Data extract =>
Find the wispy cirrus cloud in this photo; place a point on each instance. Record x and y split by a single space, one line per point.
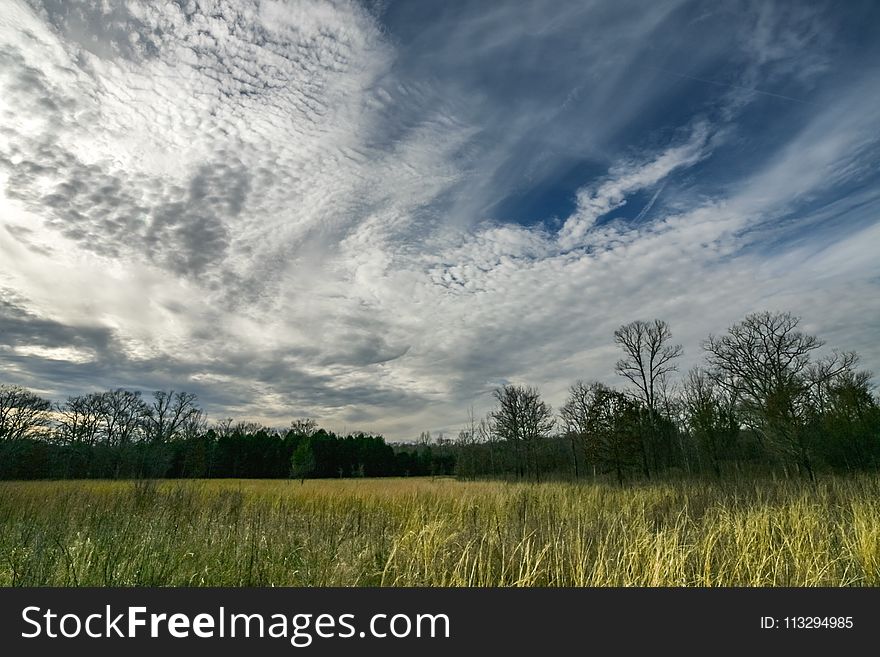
373 216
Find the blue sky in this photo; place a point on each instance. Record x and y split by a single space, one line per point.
374 213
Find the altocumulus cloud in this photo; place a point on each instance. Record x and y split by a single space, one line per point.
374 213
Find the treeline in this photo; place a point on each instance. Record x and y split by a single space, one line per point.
761 401
243 450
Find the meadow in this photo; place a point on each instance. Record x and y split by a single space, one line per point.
443 532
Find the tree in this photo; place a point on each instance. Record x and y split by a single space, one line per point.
606 424
302 463
648 357
523 419
765 362
303 427
711 417
80 419
169 413
575 416
123 413
847 418
23 414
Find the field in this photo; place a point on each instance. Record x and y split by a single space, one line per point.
423 532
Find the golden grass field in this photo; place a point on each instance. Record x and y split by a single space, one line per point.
423 532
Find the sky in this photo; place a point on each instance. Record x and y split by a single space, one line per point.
374 214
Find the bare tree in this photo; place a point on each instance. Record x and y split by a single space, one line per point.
169 413
23 414
80 419
575 419
648 357
711 416
765 361
304 427
522 418
123 413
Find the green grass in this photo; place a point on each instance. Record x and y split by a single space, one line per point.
418 532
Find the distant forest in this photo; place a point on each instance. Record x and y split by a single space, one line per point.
761 402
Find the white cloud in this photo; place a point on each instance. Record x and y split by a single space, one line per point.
265 204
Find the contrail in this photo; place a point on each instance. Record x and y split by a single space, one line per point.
650 205
732 86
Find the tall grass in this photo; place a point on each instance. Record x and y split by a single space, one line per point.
418 532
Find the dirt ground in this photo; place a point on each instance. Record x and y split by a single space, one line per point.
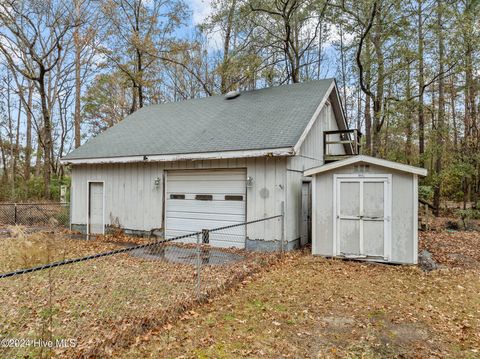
311 307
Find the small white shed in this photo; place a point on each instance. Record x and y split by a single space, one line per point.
365 208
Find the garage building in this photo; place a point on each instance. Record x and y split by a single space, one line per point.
177 168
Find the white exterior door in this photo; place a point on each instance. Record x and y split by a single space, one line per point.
95 208
363 206
206 199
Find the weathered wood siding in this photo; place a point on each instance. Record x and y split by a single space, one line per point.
135 203
310 155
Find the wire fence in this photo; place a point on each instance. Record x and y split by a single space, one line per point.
35 214
94 305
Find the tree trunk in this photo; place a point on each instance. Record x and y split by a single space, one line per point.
224 81
378 99
28 134
78 84
441 111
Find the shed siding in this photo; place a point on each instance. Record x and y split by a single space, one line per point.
403 212
133 201
310 155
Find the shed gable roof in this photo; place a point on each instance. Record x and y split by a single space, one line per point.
366 159
271 118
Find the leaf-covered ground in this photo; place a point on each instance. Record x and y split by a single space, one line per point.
325 308
106 303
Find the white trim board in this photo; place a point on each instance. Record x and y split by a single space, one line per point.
387 180
366 159
274 152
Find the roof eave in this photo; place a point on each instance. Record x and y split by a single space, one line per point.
272 152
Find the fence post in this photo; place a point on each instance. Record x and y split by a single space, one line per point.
198 266
283 228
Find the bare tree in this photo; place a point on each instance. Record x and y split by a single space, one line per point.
32 45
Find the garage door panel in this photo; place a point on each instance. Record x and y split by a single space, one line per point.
218 175
207 187
224 217
189 215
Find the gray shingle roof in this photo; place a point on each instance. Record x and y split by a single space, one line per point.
261 119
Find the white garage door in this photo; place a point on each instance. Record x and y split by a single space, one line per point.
201 199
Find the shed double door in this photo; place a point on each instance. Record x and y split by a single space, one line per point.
207 199
363 208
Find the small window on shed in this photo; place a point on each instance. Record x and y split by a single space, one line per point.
233 198
204 197
177 196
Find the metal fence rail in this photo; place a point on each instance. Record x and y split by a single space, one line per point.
92 305
35 214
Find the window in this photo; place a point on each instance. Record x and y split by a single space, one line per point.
177 196
233 198
204 197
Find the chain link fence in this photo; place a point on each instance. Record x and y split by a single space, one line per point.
35 214
95 305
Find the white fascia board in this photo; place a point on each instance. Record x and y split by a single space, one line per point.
367 159
276 152
307 129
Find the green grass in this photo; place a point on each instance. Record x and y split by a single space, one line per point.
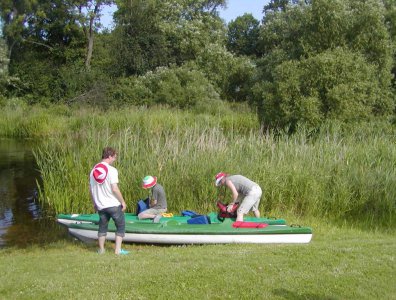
335 175
339 263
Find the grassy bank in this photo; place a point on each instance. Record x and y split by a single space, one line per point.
337 264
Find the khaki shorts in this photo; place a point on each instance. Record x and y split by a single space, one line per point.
251 200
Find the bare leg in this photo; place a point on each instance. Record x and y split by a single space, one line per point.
101 242
118 244
239 217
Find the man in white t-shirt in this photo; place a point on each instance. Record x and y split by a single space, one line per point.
107 199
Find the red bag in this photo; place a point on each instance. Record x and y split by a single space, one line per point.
242 224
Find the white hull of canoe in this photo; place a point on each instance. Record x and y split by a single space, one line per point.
89 235
67 221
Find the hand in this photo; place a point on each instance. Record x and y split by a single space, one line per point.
230 206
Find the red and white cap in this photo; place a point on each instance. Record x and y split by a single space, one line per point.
99 173
149 181
219 177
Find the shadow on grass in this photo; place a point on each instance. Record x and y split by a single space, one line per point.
286 294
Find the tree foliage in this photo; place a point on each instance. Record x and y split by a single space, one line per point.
243 35
325 59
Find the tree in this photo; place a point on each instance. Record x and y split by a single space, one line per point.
154 33
89 13
324 59
243 35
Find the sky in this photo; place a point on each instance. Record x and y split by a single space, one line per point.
235 8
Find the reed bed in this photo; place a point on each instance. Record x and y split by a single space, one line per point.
342 175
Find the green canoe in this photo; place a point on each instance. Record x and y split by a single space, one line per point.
132 218
174 232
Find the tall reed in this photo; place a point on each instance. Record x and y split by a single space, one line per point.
342 175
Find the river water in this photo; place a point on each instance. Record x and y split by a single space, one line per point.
23 222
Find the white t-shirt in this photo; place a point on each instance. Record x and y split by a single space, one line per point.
102 192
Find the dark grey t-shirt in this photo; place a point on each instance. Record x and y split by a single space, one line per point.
242 184
158 193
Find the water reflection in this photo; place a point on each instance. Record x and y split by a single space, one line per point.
22 221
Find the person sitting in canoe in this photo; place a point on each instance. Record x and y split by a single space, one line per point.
243 190
157 197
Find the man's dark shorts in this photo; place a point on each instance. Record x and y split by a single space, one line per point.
117 215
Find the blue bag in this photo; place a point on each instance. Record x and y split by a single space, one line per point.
142 205
189 213
199 220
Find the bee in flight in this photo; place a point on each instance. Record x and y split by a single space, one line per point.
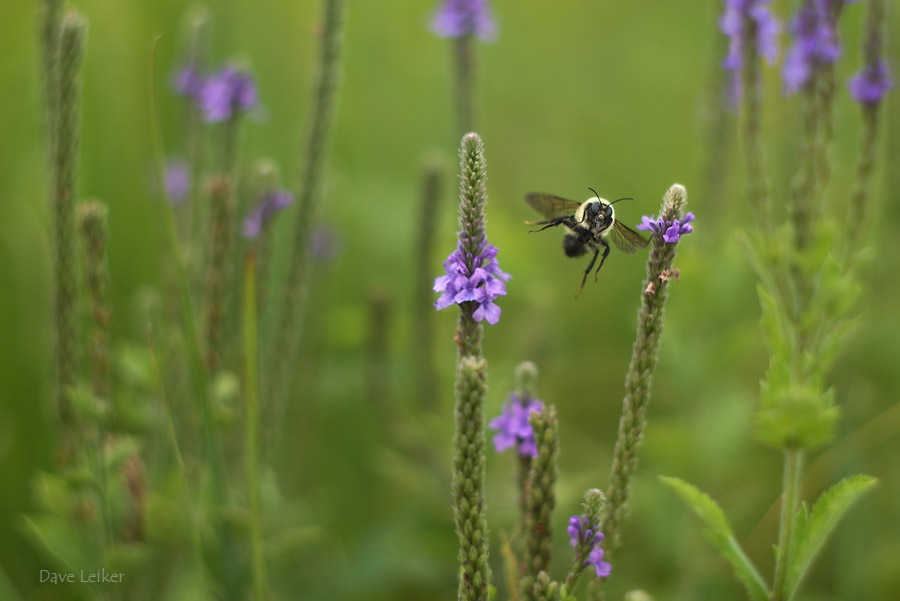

Request => Please reproduce every one of these entries word for word, leaving out the pictures.

Task solution =>
Find the wispy cirrus cloud in this photo; place a point on each instance. Record x and y split by a single space, one line per point.
373 216
Find the blue sky in this photo; place a point on each instance. Record x and y split by a single space, one line per point.
374 213
Find the altocumulus cloud in this photo; place a point on each instance. Record x and y split by a single space, one line per point.
374 213
Find the treeline in this photo; place a point on each instance. Record x and y split by a single space, one line per point.
761 401
243 450
Find the meadow in this photo; place a point on each instance. Record x and y split by a single space, one line per point.
443 532
Find the tree in this photo; place a point on each instance. Record x and y split by a single space, one line per point.
606 424
302 463
648 357
523 419
765 362
303 427
711 417
80 419
169 413
575 416
123 413
847 418
23 414
Find the field in this photo; place a point on each instance. Record x and y split by a single space, one line per point.
423 532
Find the golden grass field in this photo; place a point on each instance. Record x and y split by a single space, one line per point.
423 532
Find the sky in this photo; place a point on each instance. Record x and y split by a single space, one line per point.
374 214
Find the bare tree in this photo; place a point on each instance. Record x and y split by a single space, one line per point.
169 413
23 414
80 419
575 419
648 357
711 416
765 361
304 427
522 418
123 413
Find the green grass in this photo; place a point on each instance. Record x and y split by a single space, one line per point.
418 532
Find the distant forest in this photo; place a point on each instance. Record x and y split by a single space, one line per point.
761 402
Find the white cloud in this photo; place a point on each instance. Record x and y split by a single space, one line per point.
265 204
Find the contrail in this photo; place a point on each instance. Record x and y split by a single space, one line per point.
650 205
732 86
Find the tall grass in this photo; place a point on each instance. Record x and y split by a single space, one line per point.
418 532
Find the dirt ground in this photo; place a point on each instance. Record x and y split by a single space, one line per point.
311 307
Find the small white shed in this photo; place a point on each instance. Record x and y split by a single space, one line per point.
365 208
Find the garage building in this photo; place a point on each instance. Record x and y split by a single space, one line per point.
177 168
Find the white exterior door in this photo; place a point on each instance. Record x and y split by a single space, one line per point.
95 208
363 206
206 199
Find the weathered wood siding in this photo; place a point on each instance. Record x and y split by a single space, one line per point.
135 203
310 155
Find the wire fence in this photo; place a point on each instance. Record x and y split by a single space, one line per point.
35 214
94 305
Find the tree trunk in this photo; place a point on each instance. Record x and y split by a single space, one line per point.
224 81
378 99
28 134
78 84
441 111
Find the shed siding in this photo; place a point on each instance. Record x and y split by a single space, one line per point.
403 212
133 201
310 155
Find the shed gable roof in this photo; place a point on each instance. Record x and y split by a single space, one line per point.
366 159
271 118
Find the leaf-covered ground in this photo; place a point on each instance. Record x and y split by a single space, one line per point.
325 308
106 303
Find the white trim board in this photo; place a point on each instance. Record x and y split by a single space, one line per point.
387 180
366 159
274 152
Find the roof eave in this photo; place a point on each instance. Record x and y split by a single space, one line per point.
272 152
Find the fence post in this photo; place a point on each instance. Record x and y split by a single space, one line per point.
198 266
283 228
Find the bare tree in this photo; place a point on each instance. Record x and y split by a single space, one line per point.
32 45
Find the garage door panel in this photo; place a point on each instance. Record x and y split by a single space, one line per point.
218 175
207 187
224 217
189 215
Find the gray shingle roof in this photo; place a point on each instance. Record x and y split by a single space, one line per point.
261 119
Find the white garage door in this photo; place a point on each instance. Record x and y split by a single space, one line per point.
201 199
Find the shed double door in this photo; place a point on each instance. Record x and y split by a single space, one line per point.
207 199
363 208
Find the small window on shed in this photo; place a point on each instance. Record x and y split by a single space, one line per point.
233 198
204 197
177 196
Find the metal fence rail in this photo; place a point on each instance. Record x and y split by a single space, one line per point.
92 305
35 214
Find the window in this photo; place a point on each instance. Record x and y split by a single space, one line per point.
177 196
233 198
204 197
Find the chain link fence in this photo; place a point on each instance. Record x and y split by a single space, one line per point.
35 214
95 305
Find the white fascia board in this photo; place a point on each instance. Record x and y split by a single space, one line per point.
367 159
276 152
307 129
Find the green grass in this photo; place a point on each instance. Record x and y split by a single space, one line per point.
335 175
339 263
Find the grassy bank in this photo; place a point on each instance. Record x and y split by a single space, one line per point.
337 264
Find the khaki shorts in this photo; place a point on each instance. Record x and y split by a single space, one line per point.
251 200
Find the bare leg in this photo; place a point on each instance. Record x and y split by a single space, one line per point.
101 242
118 244
239 217
Find the man in white t-shirt in this photo; place a point on each instance. Record x and y split by a single space, one line per point.
107 199
Find the red bag in this photo; place a point on each instance. Record x and y split by a single space, one line per point.
242 224
Find the white hull of canoe in this photo; place a point on each instance. Record x and y split by a single space, one line per point.
89 235
67 221
Find the hand in this photo; place a point on each instance. Record x and y split by a single space, one line per point.
230 206
Find the red and white cap in this photo; place a point on each instance. Record x and y split by a single space, one line per point.
99 173
149 181
219 177
Find the shadow on grass in this photo; place a point on each instance. Record x and y split by a single space, one line per point.
286 294
Find the tree foliage in this photo; place a point on each instance. Record x and y split by a single space, one line per point.
243 35
325 59
Find the tree in this photo; place a point on each instance. Record x and y split by a single space, one line per point.
154 33
89 13
324 59
243 35
Find the sky in this photo; place a point on each instance. Record x and y split by a single space, one line per point.
235 8
Find the reed bed in this photo; place a point on each instance. Record x and y split by a single space, one line per point.
342 175
Find the green canoe in this photo; place a point on each instance. Record x and y split by a single space, one line per point.
132 218
174 232
Find the tall reed in this photo; place a point on each instance. Record x and y split by a single space, one line per point.
342 175
Find the river water in this photo; place a point on each instance. Record x and y split by a single space, one line per point.
23 222
Find the white t-shirt in this photo; place a point on each instance. Record x and y split by a single space, one line per point.
102 192
Find the dark grey t-shirt in this photo; place a point on each instance. Record x and y split by a single space, one line per point.
242 184
158 193
Find the water reflection in this photo; place a point on each instance. Record x and y split by a single space, one line per point.
22 221
Find the person sitting in canoe in this photo; place a point on each instance. Record x and y split by a single space, one line per point.
243 190
157 197
Find the man's dark shorts in this photo; place a point on each instance. Record x and y split by a single space, one line per point.
117 215
Find the blue bag in this photo; place a point on each instance. Record x and y split by a single space, one line per point.
142 205
189 213
199 220
Find the bee in flight in this photo; place a point on each instance. Record x and y split by a single space, one line per point.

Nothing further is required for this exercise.